Document text:
== Segment start ==
Gastric bypass surgery turns Randy's life around
“I’ll never go back. Everything has changed for me. I really like my life now.”
Randy Sutton used to weigh 311 pounds. Today he weighs 164 pounds.
Do the math: that’s a difference of 147 pounds. After full gastric bypass surgery, Randy Sutton lost the equivalent of a whole person.
How? Credit one of his sisters, who had gastric bypass surgery five years before Randy did. Today, she is healthier than ever.
Diabetic, high blood pressure, high cholesterol, compromised kidney and liver function, pills twice a day and shots five times a day—just two years ago Randy Sutton was a man in very poor health.
In fact, his sister, a registered nurse, sat him down one day and told him if he didn’t get his diabetes under control, he would be in daily kidney dialysis within two years, if he were still alive.
Randy says she “made me watch a video that showed exactly what dialysis is.”
== Segment end ==
Instructions:
- 1) Do these statements agree with the gastric bypass article? Answer yes or no for each, quoting the deciding words.
(a) Randy Sutton once weighed 311 pounds.
(b) Randy's sister had gastric bypass surgery five years after Randy did.
(c) Randy's sister is a registered nurse.
- 2) Which health problems does the gastric bypass article say Randy had two years ago? List all of them.
- 3) Answer from the gastric bypass article:
(a) How much does Randy weigh today?
(b) How often did Randy take shots two years ago?
(c) What did Randy's sister make him watch?
The records that follow come from a different source than the gastric bypass article.

Data shown:
== Segment start ==
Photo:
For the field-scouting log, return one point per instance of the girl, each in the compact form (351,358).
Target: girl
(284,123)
== Segment end ==
== Segment start ==
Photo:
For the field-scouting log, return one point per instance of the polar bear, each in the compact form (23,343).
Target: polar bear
== Segment end ==
== Segment start ==
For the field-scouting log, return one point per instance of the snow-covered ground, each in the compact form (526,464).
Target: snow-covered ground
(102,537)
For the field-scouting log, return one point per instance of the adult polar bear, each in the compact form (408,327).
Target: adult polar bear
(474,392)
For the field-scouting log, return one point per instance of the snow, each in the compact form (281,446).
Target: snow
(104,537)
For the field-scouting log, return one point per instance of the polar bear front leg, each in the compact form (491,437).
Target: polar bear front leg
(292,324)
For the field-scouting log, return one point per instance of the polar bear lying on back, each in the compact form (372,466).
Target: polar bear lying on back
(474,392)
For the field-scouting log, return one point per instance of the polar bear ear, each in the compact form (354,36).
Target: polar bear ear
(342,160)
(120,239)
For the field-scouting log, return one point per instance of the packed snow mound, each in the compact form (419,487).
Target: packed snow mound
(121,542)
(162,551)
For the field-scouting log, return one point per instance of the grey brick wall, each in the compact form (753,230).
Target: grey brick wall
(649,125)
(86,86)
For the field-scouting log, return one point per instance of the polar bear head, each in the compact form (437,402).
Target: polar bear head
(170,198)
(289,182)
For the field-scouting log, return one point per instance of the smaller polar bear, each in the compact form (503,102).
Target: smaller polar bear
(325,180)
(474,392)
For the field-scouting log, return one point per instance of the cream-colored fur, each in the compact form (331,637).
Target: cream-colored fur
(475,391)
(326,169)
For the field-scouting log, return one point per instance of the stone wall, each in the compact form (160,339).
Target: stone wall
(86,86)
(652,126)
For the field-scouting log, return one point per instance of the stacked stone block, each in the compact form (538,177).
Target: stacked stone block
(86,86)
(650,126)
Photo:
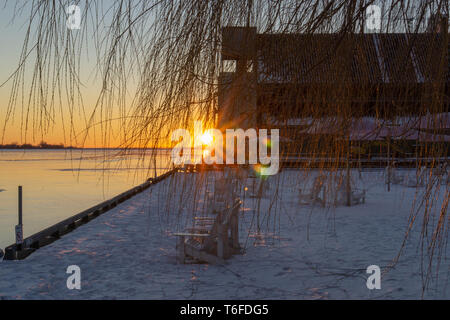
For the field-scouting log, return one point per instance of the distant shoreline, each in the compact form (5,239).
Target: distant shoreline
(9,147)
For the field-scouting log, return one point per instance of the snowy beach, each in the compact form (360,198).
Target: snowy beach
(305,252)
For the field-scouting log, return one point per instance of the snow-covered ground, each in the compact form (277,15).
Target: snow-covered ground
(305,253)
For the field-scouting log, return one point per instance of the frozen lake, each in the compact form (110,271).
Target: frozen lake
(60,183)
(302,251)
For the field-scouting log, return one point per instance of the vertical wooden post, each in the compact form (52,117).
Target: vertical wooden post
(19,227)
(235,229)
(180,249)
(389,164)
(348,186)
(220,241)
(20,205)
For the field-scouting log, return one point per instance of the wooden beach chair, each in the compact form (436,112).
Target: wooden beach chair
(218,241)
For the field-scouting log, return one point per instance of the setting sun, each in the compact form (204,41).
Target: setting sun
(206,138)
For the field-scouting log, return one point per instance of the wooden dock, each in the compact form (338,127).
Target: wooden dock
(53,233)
== Segment end ==
Solutions per task:
- 1)
(a) Yes: "Randy Sutton used to weigh 311 pounds."
(b) No: "who had gastric bypass surgery five years before Randy did."
(c) Yes: "his sister, a registered nurse"

- 2)
- Diabetes
- High blood pressure
- High cholesterol
- Compromised kidney and liver function

- 3)
(a) 164 pounds
(b) Five times a day
(c) A video that showed exactly what dialysis is